# start of Exercise data

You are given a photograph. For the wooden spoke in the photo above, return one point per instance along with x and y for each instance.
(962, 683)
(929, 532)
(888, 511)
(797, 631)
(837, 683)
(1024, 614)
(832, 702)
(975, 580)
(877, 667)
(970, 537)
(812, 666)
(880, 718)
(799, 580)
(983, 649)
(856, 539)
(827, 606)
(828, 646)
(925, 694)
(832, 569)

# end of Exercise data

Requirement →
Locate each line of the material above that contains the word "instance", and copy those lines.

Exercise solution →
You are given a photograph. For the wooden spoke in the photo above, return one point per instance along with x and y for each instance.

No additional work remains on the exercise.